NOT a fan of that approach. i already tried that years ago with up to half a dozen high rated freeware programs and had a major meltdown because they were so anti-intuitive i could only get ONE of them to do one thing... host VSTs so i could try a couple compressors out, but otherwise hated them all so much because they made absolutely no sense. when i commit to a DAW, it will be ONLY to that one, and i KNOW i will hate having to learn just that one. to me, computer most programmers are hacks, in the negative sense of the word. they create software only they can understand instead of intuitive programs that work like they should. at one time, i dabbled with the idea of working at the ergonomics end of programming to get programmers to make software that works like it should instead of cobbled together crap that works the way that's easiest to program.

in that regard, i LOVE audacity and have done a lot of remixing on it preferring version 1.2 over updates, but it doesn't do MIDI which is the main thing i want a DAW for and i've never been able to get it to cooperate with my computer to use it for recording. i've only been able to import & edit audio, and for that, it's a GREAT program you can figure out without an owner's manual (the mark of good software in my world)

i've always gravitated towards cubase for both its power and simplicity. i just watched a lame "review" that was really just a demo of new features in cubase 9 and really liked that it looked simple to use, BUT i'm also thinking of possibly going with ableton because that's THE defacto standard for dubstep and i really do like the bass wobble sound when it isn't so high pitched digital spitty and in dark otherwise industrial songs so it might be the top contender for that one feature as far as i know hasn't been programmed into a VST synth specifically for wobbling yet, but i'm behind the times here kids.

* SUPPLIED RECORDS
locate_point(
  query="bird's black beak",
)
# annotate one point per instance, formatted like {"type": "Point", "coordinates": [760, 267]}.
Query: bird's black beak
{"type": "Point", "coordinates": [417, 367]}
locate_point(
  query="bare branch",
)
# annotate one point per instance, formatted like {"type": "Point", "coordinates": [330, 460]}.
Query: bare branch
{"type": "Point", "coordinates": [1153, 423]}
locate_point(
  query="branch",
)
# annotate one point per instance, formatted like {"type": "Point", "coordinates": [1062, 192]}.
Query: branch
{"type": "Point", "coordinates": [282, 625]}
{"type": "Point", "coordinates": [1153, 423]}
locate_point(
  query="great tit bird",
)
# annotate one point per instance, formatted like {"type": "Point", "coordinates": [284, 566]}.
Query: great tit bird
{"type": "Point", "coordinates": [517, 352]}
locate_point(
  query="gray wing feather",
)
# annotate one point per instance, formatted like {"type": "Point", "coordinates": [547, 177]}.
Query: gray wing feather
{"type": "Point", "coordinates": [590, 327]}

---

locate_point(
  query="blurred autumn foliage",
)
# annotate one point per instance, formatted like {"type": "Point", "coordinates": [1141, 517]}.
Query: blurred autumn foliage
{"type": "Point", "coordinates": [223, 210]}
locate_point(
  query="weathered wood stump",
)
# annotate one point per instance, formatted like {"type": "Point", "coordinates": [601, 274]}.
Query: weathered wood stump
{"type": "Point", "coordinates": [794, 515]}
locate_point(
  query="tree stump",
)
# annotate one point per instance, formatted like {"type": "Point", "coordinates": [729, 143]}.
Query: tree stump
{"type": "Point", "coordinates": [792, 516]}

* * *

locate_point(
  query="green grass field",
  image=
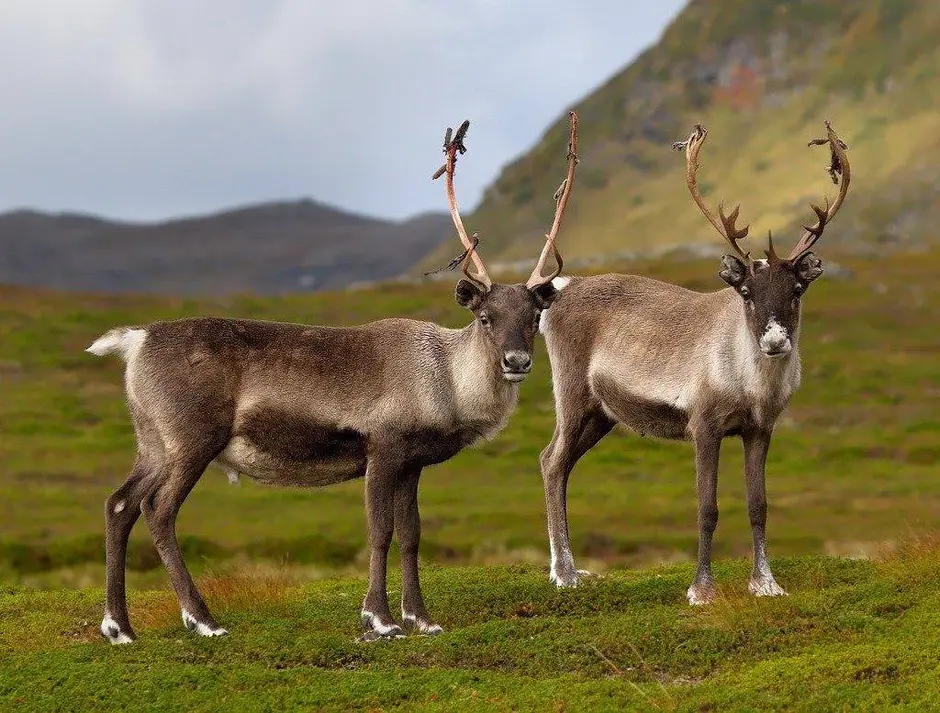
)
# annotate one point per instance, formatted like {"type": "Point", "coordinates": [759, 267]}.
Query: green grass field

* WHAT IS ASKED
(1) For each statement, say whether it agrees with the post about choosing a DAW. Answer yes or no and quote the words of the post that decide it. (a) The writer prefers Audacity version 1.2 to later updates. (b) Audacity can handle MIDI. (c) The writer got several freeware programs to host VSTs.
(2) Rewrite the stretch of the post about choosing a DAW from "NOT a fan of" through "easiest to program.", replacing "freeware" with "shareware".
(3) Carry on the post about choosing a DAW from the point where it stops.
The entries above play no part in what follows.

* RESPONSES
(1)
(a) Yes: "preferring version 1.2 over updates"
(b) No: "it doesn't do MIDI which is the main thing i want a DAW for"
(c) No: "i could only get ONE of them to do one thing... host VSTs"

(2)
NOT a fan of that approach. i already tried that years ago with up to half a dozen high rated shareware programs and had a major meltdown because they were so anti-intuitive i could only get ONE of them to do one thing... host VSTs so i could try a couple compressors out, but otherwise hated them all so much because they made absolutely no sense. when i commit to a DAW, it will be ONLY to that one, and i KNOW i will hate having to learn just that one. to me, computer most programmers are hacks, in the negative sense of the word. they create software only they can understand instead of intuitive programs that work like they should. at one time, i dabbled with the idea of working at the ergonomics end of programming to get programmers to make software that works like it should instead of cobbled together crap that works the way that's easiest to program.

(3)
as to bundled soundcards, i've considered that route as the ones that came with cubase (i forget the third party that supplied them) was supposed to be pretty good, but i'd rather stretch my budget there and get the best AD/DA i can afford, especially if it has a more warm & analogue sound as re-synthesizing VSTs through analogue effects & tube preamps to warm them up would be ESSENTIAL to me and i insist on recording in 24/96 to minimize digital artifacts. yeah... it'd be nice to have a 24 track hotrodded studer, but who can afford that? i'm really not a fan of the digital sound (or rigid soulless beats too fast to dance to) of a lot of techno. i want to resample tracks for a fatter grungy vibe, and ULTIMATELY, would like to resample EVERYTHING binaurally for the ultimate spacious headphone experience. i've already dabbled in binaural field recordings with my sony casette deck and a DIY beauty school dummy head with shure PZM ears that would be part of "my sound", which is why it's important that i get a DAW/sequencer that handles BOTH audio AND MIDI equally well. a good binaural recording played back on a good pair of open cans sounds better than the best studio recording to me.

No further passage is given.